Quoted text
-- Begin --
Let’s see the converted file in your terminal.

cat Version_control.py

My output:

# ---
# jupyter:
# jupytext:
# text_representation:
# extension: .py
# format_name: light
# format_version: '1.5'
# jupytext_version: 1.3.3
# kernelspec:
# display_name: Python 3
# language: python
# name: python3
# ---

x = np.arange(-3, 3, 0.1)
y = np.cos(x)
plt.plot(x, y)
plt.show()

It is very compact and the file size is very small. Nice 😃 👏👏👏👏.

Adding ipynb to .gitignore

Since we are not tracking ipynb files, we can add it to a .gitignore file. Please create a .gitignore in your project root directory where you have .git directory.

touch .gitignore

Please add *.ipynb and ` .ipynb_checkpoints` to ignore all Jupyter Notebook files. Or add this complete list to your gitignore.

# for Jupytext ignoring ipynb files
*.ipynb

At this stage, git will still track changes in .ipynb files. To fix this you need to remove git cache and add all files again.

git rm -r --cached .
git add .
git commit -m "fixed untracked files"

After changing a line in your Jupyter Notebook to see if .gitignore is working.

# change whatever you want
y = np.arange(-2,2,0.1)

Check it in your terminal:

git status

It should not return a modified file. Let’s run Jupytext one more time to reflect on our change. Please run the following in your terminal.
-- End --
Requirement
Update the Jupytext tutorial between "Since we are" and "have .git directory.", inclusive, replacing "project root directory" with "repository root directory". The material after this text comes from a separate source.

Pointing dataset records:
-- Begin --
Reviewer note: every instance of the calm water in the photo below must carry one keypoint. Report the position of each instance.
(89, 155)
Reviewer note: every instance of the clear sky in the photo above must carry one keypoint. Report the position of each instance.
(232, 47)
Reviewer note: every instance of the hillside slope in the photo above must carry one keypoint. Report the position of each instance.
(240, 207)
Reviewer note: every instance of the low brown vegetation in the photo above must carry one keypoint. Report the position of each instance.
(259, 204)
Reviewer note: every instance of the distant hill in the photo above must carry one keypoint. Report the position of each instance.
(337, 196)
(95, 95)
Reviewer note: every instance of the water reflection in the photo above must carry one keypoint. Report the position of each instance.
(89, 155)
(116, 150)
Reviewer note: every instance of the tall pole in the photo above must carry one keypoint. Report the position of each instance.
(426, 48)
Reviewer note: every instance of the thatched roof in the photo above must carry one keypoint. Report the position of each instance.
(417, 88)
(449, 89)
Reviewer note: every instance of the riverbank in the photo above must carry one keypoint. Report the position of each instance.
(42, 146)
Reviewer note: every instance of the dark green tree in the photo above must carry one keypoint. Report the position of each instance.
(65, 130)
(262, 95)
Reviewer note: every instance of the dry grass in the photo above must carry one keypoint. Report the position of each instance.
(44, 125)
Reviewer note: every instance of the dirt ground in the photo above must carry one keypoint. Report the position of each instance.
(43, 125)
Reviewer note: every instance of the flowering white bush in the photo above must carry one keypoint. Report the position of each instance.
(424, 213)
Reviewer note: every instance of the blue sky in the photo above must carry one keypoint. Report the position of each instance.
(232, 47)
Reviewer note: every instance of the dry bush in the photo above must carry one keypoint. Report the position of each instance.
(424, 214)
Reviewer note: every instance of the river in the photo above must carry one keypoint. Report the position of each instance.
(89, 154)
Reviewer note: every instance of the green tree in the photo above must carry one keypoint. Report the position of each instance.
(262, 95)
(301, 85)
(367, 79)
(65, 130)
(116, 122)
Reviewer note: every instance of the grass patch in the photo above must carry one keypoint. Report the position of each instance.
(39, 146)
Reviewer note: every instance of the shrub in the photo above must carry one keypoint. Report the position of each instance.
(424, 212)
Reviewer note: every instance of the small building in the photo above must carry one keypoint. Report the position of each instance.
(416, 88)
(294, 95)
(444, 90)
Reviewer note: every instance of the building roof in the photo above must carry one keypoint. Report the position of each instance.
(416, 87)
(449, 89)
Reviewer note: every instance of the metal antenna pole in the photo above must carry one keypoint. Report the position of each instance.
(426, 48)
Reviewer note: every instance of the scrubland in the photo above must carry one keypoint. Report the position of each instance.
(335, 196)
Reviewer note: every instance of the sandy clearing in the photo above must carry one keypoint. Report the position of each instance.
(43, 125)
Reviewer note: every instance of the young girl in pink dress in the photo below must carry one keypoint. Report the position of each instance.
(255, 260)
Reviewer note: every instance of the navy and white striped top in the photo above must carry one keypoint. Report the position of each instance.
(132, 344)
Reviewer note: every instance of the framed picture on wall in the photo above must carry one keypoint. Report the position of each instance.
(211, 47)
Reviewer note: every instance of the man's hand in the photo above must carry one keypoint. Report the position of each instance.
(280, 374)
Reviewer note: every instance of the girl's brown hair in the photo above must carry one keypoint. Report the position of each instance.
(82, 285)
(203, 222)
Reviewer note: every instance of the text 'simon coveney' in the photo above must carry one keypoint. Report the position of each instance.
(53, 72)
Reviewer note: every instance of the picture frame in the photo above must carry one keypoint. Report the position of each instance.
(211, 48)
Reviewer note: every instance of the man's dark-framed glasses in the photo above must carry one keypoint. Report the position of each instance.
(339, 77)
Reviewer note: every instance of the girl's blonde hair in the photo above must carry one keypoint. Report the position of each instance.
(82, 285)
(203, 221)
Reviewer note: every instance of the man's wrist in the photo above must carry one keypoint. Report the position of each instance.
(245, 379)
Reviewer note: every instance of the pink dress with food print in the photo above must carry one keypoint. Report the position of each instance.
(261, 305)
-- End --
Task response
Since we are not tracking ipynb files, we can add it to a .gitignore file. Please create a .gitignore in your repository root directory where you have .git directory.